◆ **Provided entries**:
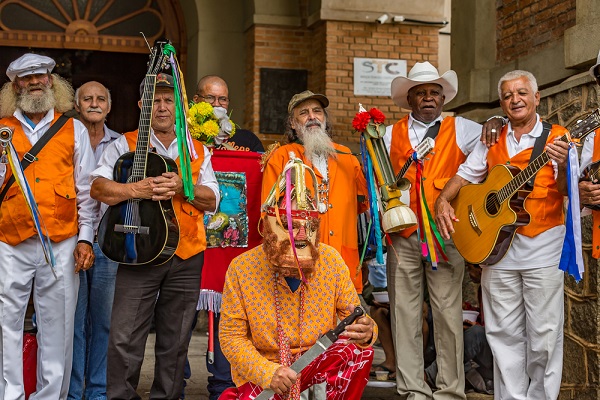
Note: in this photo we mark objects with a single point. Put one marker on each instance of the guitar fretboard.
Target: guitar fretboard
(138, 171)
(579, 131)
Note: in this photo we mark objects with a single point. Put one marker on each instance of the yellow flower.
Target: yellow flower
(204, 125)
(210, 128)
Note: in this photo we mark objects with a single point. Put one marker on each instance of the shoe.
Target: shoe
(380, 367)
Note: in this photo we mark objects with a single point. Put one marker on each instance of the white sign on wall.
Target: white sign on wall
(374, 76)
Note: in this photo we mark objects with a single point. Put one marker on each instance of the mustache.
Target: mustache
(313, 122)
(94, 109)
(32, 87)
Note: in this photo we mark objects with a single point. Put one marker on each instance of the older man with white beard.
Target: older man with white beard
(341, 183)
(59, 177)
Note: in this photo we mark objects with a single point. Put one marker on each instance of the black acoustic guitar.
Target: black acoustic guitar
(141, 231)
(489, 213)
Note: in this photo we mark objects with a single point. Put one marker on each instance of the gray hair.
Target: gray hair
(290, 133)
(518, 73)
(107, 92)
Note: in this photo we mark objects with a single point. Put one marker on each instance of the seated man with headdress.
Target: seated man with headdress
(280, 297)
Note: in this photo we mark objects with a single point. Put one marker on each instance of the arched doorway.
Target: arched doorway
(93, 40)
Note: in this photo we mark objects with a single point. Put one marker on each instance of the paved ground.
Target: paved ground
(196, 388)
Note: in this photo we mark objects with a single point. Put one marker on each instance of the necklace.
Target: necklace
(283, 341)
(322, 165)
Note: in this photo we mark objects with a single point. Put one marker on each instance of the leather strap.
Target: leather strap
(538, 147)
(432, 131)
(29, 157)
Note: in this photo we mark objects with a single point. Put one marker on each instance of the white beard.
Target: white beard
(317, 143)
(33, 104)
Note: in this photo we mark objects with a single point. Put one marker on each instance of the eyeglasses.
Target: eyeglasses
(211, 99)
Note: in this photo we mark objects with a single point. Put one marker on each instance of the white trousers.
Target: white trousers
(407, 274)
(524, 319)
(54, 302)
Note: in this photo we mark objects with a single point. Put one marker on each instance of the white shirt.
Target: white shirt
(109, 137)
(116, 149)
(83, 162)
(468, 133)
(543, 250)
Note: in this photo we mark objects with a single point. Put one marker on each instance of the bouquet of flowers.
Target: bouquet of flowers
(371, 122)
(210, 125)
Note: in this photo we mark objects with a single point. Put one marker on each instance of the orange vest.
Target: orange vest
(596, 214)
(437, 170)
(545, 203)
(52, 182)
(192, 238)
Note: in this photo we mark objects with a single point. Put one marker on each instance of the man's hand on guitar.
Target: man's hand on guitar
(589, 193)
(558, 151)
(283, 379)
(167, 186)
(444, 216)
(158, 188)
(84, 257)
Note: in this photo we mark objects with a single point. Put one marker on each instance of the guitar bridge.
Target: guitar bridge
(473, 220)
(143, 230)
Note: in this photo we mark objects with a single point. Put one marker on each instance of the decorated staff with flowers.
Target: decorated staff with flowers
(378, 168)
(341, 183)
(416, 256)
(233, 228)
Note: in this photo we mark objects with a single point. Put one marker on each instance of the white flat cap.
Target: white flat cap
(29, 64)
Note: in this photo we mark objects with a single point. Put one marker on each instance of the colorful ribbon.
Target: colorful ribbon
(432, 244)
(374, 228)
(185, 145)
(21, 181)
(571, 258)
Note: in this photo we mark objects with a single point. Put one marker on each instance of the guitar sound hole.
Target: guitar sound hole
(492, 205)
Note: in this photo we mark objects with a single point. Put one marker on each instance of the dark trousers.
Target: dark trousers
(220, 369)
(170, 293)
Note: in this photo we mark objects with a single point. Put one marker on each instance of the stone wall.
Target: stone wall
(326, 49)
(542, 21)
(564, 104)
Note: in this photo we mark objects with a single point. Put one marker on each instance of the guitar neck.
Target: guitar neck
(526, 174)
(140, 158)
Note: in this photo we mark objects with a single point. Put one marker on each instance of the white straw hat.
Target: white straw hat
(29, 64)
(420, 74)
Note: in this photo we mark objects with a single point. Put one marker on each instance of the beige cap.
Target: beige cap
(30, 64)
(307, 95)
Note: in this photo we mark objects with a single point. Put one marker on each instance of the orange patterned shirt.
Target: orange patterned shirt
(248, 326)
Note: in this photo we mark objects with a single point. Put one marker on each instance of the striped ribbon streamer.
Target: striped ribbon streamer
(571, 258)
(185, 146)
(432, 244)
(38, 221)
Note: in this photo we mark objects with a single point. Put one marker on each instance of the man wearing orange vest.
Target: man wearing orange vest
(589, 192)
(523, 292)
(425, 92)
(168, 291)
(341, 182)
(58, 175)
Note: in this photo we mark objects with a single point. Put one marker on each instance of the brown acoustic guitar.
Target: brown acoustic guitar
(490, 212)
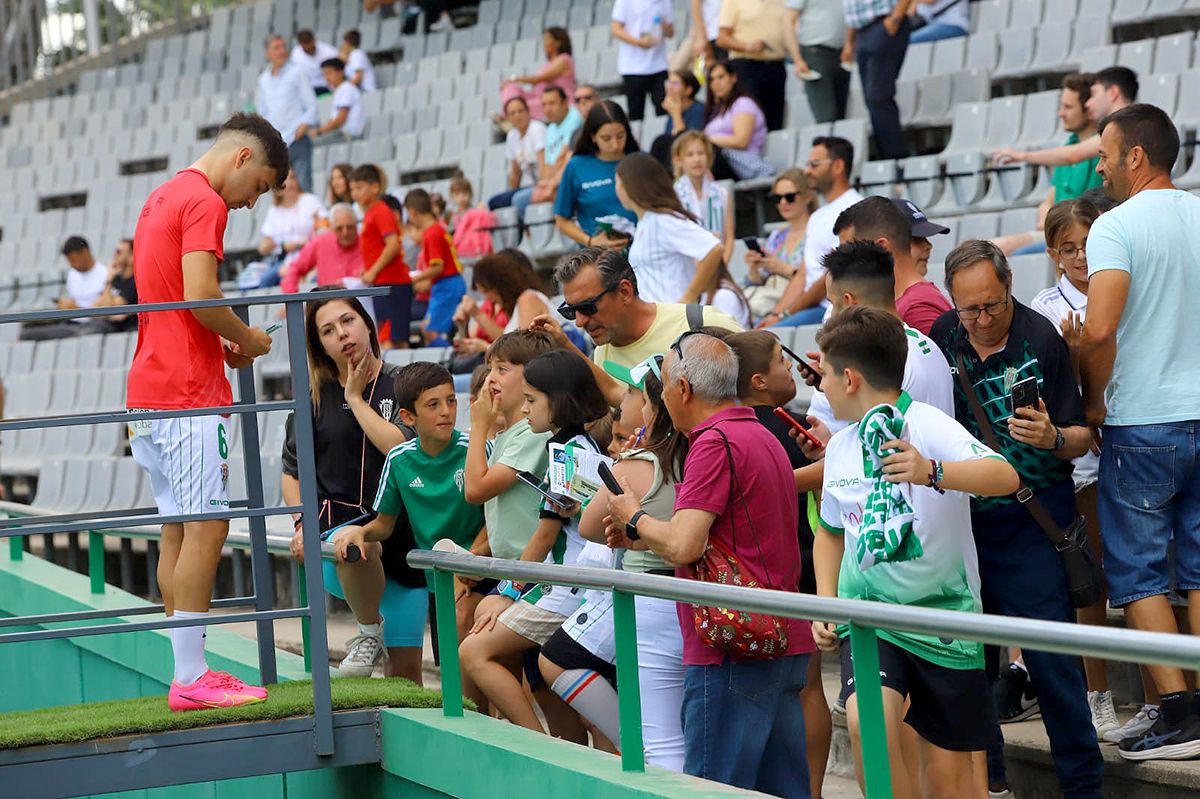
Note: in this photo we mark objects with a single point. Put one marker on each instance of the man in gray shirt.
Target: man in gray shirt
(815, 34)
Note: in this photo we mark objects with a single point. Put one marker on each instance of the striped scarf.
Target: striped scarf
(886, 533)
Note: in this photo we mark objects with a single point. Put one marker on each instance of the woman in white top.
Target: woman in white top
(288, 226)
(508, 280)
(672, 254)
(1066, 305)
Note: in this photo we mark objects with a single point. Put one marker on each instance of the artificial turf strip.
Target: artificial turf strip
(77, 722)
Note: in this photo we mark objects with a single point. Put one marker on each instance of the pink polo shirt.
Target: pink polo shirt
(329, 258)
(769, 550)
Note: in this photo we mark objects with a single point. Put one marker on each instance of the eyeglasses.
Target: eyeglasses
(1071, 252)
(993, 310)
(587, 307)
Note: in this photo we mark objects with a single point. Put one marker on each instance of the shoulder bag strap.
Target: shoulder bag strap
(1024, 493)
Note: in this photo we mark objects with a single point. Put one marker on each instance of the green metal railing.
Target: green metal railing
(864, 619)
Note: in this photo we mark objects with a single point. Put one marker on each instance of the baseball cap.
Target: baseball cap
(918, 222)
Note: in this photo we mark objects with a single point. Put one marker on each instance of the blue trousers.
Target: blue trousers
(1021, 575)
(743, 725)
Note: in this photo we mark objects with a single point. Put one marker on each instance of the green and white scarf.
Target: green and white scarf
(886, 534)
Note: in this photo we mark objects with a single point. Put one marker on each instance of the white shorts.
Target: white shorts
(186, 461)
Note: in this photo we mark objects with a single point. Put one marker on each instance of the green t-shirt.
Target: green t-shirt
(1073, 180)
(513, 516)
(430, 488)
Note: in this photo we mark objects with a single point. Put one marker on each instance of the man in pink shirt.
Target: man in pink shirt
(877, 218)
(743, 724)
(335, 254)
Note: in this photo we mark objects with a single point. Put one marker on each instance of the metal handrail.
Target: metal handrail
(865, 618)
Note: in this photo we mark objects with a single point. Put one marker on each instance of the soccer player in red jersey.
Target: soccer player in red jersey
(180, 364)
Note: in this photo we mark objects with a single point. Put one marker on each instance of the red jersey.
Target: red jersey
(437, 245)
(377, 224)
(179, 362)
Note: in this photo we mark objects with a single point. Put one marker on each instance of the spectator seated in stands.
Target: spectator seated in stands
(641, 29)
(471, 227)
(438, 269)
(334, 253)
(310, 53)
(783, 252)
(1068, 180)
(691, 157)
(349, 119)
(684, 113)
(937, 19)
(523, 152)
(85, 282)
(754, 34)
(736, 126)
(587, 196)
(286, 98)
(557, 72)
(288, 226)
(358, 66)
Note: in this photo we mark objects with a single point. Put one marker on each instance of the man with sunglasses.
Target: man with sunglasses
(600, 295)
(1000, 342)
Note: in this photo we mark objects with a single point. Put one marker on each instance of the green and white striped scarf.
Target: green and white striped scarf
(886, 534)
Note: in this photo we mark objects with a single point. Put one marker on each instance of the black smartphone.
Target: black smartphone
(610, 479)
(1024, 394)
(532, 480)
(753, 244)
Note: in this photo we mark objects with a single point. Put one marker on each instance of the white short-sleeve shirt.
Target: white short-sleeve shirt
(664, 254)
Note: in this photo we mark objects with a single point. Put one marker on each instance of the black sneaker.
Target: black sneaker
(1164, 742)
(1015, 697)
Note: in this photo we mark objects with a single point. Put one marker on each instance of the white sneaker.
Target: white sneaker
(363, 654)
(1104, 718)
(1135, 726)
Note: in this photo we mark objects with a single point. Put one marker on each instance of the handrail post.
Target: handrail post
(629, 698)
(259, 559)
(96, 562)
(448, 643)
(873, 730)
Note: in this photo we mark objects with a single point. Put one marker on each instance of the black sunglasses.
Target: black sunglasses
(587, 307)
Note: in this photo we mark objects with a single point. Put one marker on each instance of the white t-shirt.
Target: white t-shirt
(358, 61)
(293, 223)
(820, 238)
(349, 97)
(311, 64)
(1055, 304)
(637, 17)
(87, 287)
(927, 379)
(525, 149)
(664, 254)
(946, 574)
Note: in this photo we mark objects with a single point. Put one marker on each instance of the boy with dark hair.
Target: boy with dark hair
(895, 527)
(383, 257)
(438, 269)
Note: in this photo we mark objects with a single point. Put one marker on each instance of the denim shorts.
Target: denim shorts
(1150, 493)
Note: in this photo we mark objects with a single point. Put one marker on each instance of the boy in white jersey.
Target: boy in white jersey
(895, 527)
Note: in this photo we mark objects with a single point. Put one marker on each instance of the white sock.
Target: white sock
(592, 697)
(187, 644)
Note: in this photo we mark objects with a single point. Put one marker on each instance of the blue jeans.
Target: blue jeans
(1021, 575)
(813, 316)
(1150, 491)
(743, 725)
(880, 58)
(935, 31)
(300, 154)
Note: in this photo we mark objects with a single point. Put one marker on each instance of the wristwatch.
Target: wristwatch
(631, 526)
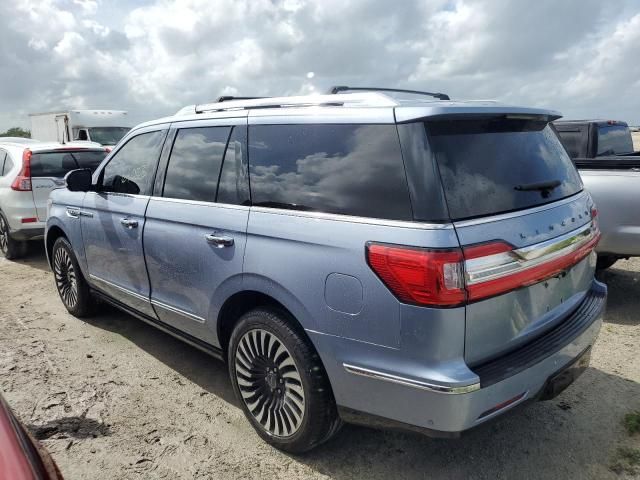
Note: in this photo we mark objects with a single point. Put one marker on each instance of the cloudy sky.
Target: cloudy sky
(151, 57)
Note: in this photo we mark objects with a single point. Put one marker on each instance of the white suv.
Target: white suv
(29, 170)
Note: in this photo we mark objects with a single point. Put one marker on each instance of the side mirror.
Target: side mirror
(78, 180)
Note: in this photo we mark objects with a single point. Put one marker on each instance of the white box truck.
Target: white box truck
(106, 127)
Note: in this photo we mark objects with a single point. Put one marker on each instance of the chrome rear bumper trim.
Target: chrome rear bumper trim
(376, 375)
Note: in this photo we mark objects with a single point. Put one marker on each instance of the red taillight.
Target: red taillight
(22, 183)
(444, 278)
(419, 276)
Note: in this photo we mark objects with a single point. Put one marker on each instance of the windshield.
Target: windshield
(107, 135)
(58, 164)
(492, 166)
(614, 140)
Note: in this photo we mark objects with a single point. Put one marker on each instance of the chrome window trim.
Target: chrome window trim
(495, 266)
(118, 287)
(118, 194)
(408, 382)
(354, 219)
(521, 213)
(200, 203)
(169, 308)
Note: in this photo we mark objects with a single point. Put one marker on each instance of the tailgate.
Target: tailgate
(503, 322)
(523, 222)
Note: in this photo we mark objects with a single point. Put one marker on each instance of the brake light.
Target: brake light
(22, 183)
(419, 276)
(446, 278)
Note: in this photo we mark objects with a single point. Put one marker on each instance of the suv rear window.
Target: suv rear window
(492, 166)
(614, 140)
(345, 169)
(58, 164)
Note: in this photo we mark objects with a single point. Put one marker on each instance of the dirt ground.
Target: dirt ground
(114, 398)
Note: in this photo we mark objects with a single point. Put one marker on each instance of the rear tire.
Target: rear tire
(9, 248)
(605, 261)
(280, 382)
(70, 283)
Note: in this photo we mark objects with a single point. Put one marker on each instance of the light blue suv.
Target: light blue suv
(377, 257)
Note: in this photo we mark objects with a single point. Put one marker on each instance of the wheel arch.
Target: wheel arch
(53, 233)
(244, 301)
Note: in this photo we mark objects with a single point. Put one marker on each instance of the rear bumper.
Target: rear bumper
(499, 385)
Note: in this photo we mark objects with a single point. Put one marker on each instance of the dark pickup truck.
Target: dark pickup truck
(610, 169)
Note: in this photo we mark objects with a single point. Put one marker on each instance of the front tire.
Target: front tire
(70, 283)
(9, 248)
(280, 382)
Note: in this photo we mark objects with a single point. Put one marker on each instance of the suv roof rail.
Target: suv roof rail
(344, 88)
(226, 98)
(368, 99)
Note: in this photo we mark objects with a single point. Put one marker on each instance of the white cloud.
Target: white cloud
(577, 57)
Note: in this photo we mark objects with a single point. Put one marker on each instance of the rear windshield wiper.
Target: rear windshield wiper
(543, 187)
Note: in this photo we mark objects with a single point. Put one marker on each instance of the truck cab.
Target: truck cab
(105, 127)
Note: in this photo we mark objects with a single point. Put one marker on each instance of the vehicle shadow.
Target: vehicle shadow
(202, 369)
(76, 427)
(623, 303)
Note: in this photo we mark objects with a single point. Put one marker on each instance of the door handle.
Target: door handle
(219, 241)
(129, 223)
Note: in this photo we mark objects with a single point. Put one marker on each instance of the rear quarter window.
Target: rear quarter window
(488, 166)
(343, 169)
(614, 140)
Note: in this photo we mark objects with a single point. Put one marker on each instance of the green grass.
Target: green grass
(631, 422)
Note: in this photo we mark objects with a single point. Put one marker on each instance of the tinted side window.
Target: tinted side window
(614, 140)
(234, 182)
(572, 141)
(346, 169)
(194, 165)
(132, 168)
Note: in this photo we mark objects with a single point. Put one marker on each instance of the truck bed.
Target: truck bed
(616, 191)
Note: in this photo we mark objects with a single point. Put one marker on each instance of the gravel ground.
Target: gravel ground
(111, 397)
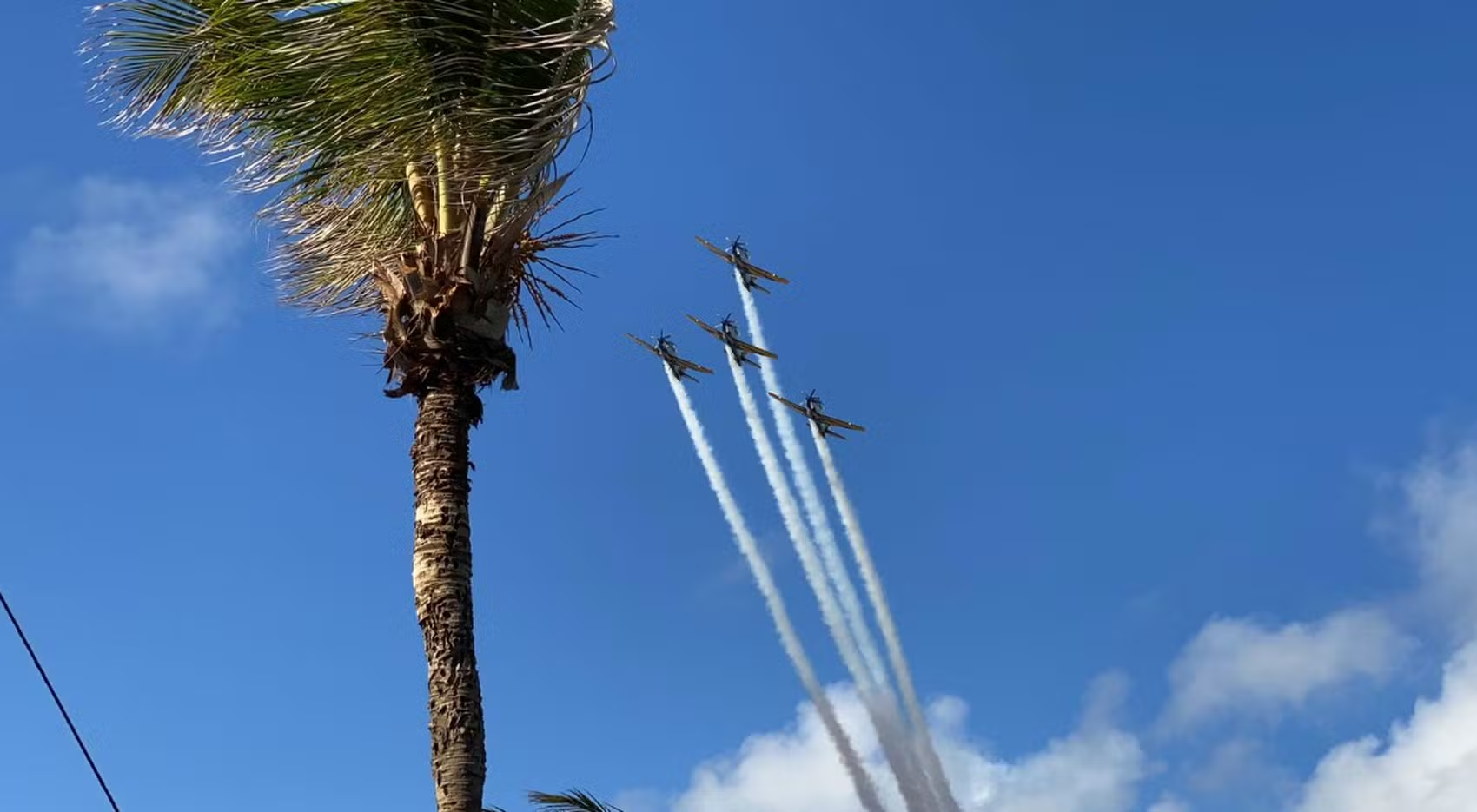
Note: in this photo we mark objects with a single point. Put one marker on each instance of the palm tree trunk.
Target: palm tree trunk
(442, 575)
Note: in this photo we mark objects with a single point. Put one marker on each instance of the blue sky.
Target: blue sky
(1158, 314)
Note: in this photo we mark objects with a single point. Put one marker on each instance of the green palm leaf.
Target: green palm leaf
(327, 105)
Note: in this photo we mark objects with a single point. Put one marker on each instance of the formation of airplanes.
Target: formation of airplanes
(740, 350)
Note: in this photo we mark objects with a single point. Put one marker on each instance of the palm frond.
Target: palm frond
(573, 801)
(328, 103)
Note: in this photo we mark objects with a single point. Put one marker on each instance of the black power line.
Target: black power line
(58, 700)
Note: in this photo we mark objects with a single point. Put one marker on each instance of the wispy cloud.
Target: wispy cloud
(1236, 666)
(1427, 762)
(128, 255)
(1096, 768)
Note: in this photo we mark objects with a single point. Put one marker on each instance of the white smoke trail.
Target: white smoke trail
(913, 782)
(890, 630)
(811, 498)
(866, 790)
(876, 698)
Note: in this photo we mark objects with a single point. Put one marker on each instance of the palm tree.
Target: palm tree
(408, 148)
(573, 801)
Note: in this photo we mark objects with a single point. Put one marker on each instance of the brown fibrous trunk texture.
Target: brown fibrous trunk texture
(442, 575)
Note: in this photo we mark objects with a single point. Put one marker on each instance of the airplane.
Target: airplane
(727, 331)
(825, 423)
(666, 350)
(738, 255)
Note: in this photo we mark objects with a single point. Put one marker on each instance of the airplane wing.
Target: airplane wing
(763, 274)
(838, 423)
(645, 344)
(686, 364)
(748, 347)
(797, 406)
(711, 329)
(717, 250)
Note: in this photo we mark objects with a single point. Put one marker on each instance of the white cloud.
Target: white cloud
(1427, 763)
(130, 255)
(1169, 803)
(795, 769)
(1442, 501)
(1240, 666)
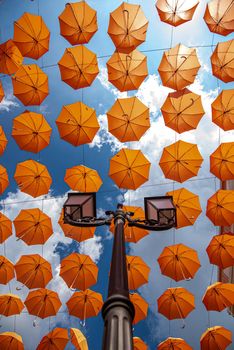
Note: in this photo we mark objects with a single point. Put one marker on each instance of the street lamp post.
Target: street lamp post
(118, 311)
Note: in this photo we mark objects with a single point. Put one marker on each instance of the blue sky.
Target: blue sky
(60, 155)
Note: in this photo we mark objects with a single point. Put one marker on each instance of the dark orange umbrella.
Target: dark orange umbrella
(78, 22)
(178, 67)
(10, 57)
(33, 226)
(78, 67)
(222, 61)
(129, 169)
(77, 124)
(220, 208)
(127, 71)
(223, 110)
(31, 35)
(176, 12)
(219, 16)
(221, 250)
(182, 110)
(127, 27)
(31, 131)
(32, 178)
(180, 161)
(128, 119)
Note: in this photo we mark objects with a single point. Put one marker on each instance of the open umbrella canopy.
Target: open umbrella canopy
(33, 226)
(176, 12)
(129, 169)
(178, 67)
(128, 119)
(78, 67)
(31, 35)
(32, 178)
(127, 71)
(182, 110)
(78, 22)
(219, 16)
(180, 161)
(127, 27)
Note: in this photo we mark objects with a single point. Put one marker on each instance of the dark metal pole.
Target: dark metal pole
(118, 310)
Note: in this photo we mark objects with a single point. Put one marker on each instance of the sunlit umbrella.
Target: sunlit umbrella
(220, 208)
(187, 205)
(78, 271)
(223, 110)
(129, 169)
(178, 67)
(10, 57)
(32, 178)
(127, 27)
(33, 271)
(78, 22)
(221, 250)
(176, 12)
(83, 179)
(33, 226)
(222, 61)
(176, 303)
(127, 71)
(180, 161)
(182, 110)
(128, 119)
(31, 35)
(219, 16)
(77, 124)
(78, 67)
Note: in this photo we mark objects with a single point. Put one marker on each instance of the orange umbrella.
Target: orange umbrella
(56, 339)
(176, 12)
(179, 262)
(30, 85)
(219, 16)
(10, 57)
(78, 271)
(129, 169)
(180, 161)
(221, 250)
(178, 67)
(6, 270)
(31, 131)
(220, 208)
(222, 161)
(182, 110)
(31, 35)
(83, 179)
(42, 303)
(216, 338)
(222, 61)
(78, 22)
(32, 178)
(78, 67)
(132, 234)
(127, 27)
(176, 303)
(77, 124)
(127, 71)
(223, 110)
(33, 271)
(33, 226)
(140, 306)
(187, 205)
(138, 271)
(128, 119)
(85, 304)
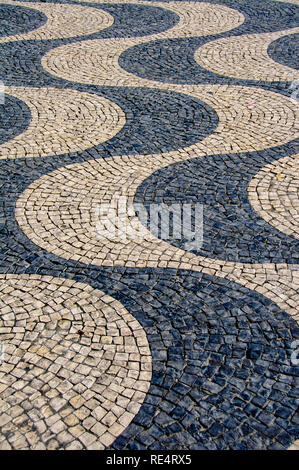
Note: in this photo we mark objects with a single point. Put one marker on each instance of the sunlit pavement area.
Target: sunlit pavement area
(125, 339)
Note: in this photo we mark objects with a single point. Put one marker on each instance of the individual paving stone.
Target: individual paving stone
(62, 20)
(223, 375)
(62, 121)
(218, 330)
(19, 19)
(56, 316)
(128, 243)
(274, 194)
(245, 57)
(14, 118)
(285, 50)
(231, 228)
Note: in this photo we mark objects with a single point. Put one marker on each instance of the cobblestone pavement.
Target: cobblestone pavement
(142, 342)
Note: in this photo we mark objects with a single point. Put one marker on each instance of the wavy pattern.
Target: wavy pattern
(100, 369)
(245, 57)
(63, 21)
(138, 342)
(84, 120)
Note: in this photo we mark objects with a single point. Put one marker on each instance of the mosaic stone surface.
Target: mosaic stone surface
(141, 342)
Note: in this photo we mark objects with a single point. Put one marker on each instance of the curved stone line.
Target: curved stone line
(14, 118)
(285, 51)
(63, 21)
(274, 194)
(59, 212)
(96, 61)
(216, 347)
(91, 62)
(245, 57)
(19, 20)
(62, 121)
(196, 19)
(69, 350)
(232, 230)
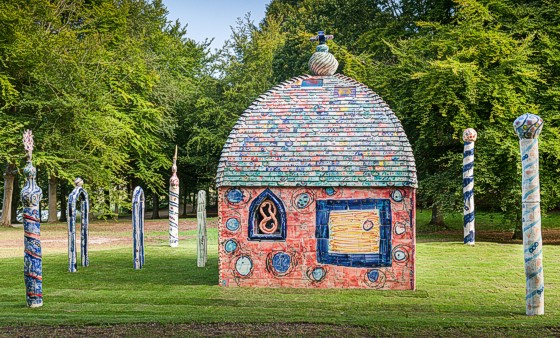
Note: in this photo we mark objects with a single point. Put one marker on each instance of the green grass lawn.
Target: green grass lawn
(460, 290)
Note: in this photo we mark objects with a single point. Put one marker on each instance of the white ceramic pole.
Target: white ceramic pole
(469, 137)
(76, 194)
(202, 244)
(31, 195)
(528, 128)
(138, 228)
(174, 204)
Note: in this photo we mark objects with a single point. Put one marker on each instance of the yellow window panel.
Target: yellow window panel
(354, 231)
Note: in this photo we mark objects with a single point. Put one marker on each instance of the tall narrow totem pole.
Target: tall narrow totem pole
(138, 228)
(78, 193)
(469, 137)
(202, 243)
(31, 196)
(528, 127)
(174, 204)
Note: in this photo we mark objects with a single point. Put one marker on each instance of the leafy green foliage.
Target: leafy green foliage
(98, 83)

◆ **Short exercise**:
Starting at the line that contains "yellow window panel.", repeat each line exactly through the last one in the listing. Include both of those lines and nothing more.

◆ **The answer**:
Note: in this photo we mark objects with a single point. Put one marker on each instance of the yellow window panel.
Target: yellow window panel
(354, 231)
Note: in this photo we mark objects with a single point. Put one marker on each instance of the tall narrow totem pole.
Target: tall narrow totem pole
(138, 228)
(78, 193)
(469, 137)
(202, 243)
(31, 196)
(528, 127)
(174, 204)
Note: in this photo we mark objects with a single point. Put one marker on each instance of the leafy green foliage.
Target: leafy green foliage
(98, 83)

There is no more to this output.